Instructions for the task: Find "Task: set one pin on each instance of the sand dune" in the data below; transcribe the line it appears on and each line after it, exactly, to the end, and nothing else.

##### The input #####

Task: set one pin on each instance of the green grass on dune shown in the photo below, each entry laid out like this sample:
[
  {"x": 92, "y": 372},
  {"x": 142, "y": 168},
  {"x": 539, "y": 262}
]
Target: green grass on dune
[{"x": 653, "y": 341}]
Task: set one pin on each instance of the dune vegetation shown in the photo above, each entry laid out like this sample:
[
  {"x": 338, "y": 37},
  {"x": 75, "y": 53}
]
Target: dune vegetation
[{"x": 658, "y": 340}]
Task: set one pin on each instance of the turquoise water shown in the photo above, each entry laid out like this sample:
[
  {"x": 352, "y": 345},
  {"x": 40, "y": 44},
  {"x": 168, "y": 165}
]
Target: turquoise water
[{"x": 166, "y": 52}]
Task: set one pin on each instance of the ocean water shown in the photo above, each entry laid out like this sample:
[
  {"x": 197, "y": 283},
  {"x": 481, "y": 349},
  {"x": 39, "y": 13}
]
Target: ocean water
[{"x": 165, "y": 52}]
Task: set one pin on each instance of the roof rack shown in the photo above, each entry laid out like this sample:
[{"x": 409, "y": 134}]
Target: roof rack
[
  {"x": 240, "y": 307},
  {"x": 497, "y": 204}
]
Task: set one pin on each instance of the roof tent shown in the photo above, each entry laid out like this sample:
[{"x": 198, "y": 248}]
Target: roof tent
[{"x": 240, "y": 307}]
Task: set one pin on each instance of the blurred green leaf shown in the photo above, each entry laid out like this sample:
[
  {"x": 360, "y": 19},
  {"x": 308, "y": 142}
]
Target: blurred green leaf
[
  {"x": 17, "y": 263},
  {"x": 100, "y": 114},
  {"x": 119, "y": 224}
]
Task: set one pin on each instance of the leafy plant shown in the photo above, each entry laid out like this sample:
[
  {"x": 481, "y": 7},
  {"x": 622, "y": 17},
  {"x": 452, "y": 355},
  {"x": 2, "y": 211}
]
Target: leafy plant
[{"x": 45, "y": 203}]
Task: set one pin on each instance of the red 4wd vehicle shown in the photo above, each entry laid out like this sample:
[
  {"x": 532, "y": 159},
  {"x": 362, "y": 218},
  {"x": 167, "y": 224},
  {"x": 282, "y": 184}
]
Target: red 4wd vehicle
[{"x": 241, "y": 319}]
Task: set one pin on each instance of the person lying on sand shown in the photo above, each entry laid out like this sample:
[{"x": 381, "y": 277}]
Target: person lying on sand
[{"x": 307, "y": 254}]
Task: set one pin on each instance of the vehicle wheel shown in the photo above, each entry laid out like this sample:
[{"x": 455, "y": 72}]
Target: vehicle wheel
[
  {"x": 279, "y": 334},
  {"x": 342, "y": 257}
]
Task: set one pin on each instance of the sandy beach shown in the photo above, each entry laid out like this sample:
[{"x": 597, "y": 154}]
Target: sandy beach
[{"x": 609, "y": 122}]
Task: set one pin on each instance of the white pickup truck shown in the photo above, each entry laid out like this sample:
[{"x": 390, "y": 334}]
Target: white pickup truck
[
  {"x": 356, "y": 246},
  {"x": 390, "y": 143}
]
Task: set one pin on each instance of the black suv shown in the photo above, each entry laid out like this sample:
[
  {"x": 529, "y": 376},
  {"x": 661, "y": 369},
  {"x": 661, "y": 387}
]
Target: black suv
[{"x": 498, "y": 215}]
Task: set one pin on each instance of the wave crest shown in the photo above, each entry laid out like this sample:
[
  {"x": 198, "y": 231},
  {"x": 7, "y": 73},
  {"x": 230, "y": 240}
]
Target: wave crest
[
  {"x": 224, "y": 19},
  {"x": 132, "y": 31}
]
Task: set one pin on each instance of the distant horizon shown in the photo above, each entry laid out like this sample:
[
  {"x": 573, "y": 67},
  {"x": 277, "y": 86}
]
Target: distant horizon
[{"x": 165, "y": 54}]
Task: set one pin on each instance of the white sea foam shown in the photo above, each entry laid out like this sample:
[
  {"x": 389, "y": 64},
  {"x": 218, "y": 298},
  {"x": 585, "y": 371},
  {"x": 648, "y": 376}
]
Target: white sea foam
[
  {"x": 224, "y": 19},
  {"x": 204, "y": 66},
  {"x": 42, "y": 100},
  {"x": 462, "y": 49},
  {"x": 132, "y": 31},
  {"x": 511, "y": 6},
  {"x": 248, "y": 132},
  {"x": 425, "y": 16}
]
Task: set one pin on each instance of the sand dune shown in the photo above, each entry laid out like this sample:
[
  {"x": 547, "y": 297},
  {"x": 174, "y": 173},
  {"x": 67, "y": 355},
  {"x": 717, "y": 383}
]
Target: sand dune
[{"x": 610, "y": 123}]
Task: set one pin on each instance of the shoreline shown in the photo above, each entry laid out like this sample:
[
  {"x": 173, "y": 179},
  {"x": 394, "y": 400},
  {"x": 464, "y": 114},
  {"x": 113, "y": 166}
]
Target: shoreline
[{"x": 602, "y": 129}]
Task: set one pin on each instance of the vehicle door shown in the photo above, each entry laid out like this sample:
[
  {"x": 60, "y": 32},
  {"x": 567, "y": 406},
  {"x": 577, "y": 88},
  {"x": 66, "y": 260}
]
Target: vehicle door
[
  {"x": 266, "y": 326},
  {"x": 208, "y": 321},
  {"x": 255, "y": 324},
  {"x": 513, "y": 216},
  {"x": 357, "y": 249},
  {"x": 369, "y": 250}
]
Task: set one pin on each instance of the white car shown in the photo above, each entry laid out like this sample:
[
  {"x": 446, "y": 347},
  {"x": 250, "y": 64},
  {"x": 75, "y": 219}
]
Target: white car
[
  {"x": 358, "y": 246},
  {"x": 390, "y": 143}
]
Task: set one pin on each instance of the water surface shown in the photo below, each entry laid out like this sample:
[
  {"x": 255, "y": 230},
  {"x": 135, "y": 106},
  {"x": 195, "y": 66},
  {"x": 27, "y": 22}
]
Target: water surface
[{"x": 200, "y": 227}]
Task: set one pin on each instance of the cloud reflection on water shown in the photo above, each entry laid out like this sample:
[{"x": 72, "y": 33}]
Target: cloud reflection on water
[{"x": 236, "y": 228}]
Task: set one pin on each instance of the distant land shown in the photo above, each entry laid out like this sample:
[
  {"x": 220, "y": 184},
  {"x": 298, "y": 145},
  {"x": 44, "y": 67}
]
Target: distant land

#####

Solution to this problem:
Task: set one pin on each instance of the sand dune shown in the photo above, each entry laid out like this sample:
[
  {"x": 547, "y": 297},
  {"x": 174, "y": 173},
  {"x": 67, "y": 355},
  {"x": 717, "y": 383}
]
Target: sand dune
[{"x": 610, "y": 123}]
Task: set one pin on each instance of the shoreline shown in the photo above, each entry laid out like this sample:
[
  {"x": 173, "y": 179},
  {"x": 394, "y": 400},
  {"x": 464, "y": 114},
  {"x": 113, "y": 166}
]
Target: shoreline
[{"x": 602, "y": 129}]
Task: set one pin on each instance of the vehicle door shown in the photo above, each entry laid out like this sample:
[
  {"x": 60, "y": 32},
  {"x": 567, "y": 406},
  {"x": 577, "y": 88},
  {"x": 66, "y": 260}
]
Target: vehicle door
[
  {"x": 266, "y": 326},
  {"x": 208, "y": 321},
  {"x": 255, "y": 324},
  {"x": 513, "y": 216},
  {"x": 357, "y": 249},
  {"x": 369, "y": 250}
]
Task: set one pin on each instance of the white car shown in the photo above, each entry laid out like this sample:
[
  {"x": 446, "y": 347},
  {"x": 250, "y": 64},
  {"x": 75, "y": 219}
]
Target: white car
[
  {"x": 358, "y": 246},
  {"x": 390, "y": 143}
]
Task: set one pin on each instance of the water surface shown in the photo below, each entry laid out like this sample:
[
  {"x": 255, "y": 230},
  {"x": 135, "y": 106},
  {"x": 195, "y": 66},
  {"x": 27, "y": 22}
]
Target: water surface
[{"x": 200, "y": 227}]
Task: set one pin on each instance of the cloud reflection on water shown in the photo above, each entry laid out like this sample:
[{"x": 72, "y": 33}]
Target: cloud reflection on water
[{"x": 236, "y": 228}]
Task: set one pin on each instance of the distant land shown in the photo above, each entry laid out like this sample:
[
  {"x": 220, "y": 184},
  {"x": 298, "y": 145},
  {"x": 44, "y": 67}
]
Target: distant land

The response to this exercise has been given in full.